*TASK PROMPT*. Find each line in the items below that contains the word "blurred" and copy those lines out.

*GIVEN RECORDS*.
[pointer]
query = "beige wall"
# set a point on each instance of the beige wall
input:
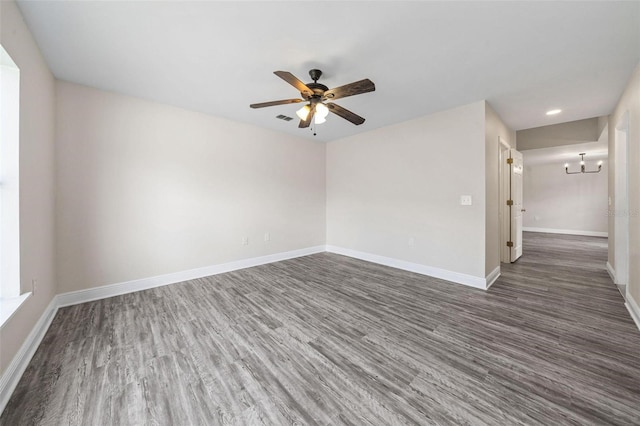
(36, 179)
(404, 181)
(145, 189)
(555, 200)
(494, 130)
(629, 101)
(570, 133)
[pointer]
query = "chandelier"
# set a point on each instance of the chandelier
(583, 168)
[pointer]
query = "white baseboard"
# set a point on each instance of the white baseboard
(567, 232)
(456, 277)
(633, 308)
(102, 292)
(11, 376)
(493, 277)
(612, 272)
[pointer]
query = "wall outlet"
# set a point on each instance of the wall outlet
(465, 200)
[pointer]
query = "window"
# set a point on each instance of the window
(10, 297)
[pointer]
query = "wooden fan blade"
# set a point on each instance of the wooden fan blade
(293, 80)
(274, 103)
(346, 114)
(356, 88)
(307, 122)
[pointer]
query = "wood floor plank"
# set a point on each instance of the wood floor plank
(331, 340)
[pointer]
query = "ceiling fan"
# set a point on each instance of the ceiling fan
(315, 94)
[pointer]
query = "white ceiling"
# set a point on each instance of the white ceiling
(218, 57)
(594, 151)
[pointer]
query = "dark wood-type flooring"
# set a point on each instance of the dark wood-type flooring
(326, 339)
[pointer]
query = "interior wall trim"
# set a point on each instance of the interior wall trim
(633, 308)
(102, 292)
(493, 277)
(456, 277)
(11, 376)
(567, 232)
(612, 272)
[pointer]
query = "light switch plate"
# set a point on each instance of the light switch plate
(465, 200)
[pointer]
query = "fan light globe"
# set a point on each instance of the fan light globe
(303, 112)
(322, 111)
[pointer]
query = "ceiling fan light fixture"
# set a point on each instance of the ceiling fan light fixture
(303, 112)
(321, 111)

==

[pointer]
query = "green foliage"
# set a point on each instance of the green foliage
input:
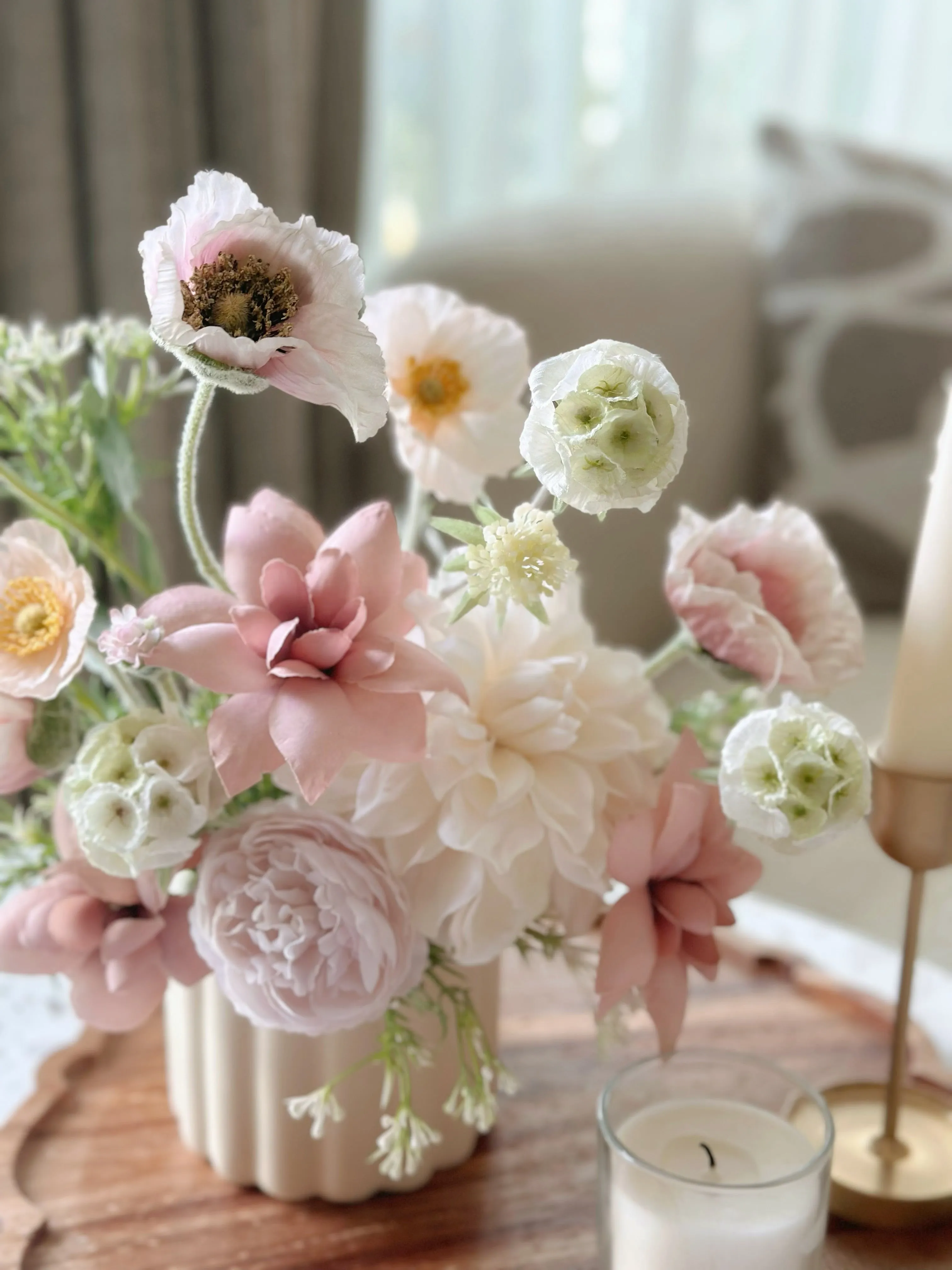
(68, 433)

---

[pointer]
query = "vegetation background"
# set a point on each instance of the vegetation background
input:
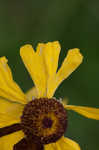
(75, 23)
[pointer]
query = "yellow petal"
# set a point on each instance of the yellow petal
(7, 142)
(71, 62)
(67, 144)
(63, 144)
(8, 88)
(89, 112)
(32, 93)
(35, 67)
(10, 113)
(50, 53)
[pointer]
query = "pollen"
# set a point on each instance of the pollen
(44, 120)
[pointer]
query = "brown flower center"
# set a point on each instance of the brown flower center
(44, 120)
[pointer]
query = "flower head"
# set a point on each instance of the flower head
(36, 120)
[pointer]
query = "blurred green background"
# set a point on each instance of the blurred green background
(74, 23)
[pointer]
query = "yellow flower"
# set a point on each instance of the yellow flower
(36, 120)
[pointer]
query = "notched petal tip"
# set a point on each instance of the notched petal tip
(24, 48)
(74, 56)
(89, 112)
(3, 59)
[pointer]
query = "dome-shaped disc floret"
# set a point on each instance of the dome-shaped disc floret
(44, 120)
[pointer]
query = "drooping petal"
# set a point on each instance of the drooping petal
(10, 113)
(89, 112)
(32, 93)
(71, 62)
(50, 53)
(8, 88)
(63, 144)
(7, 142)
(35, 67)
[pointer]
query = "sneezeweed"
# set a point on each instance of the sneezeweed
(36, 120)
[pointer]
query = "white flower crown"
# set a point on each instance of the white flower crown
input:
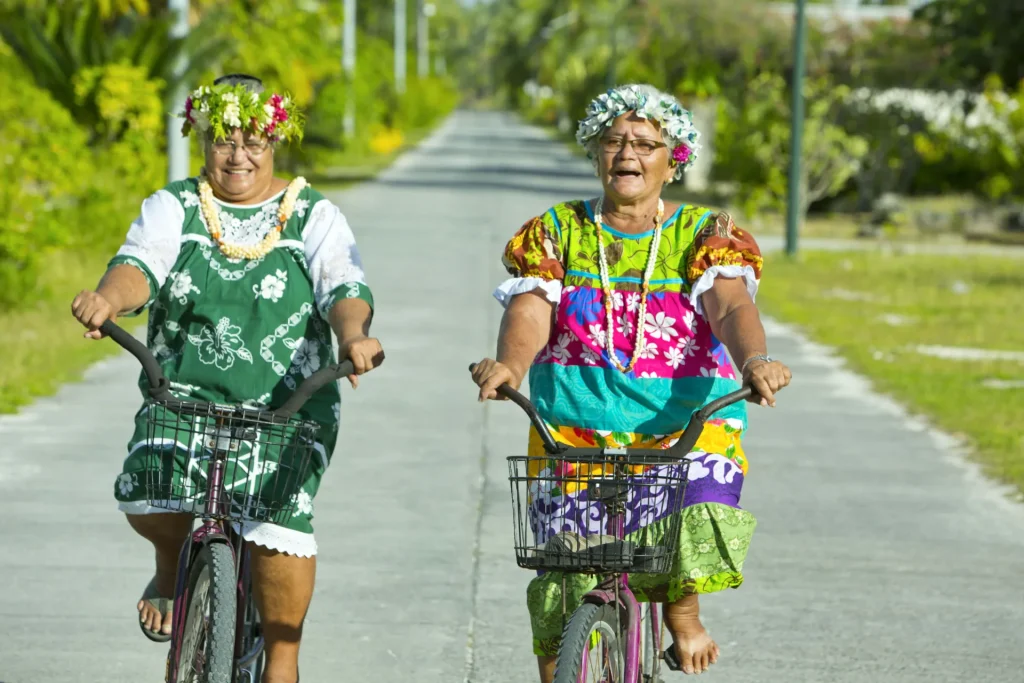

*TASK RESULT*.
query = "blurred green background"
# set a point on each instance of the blurred green background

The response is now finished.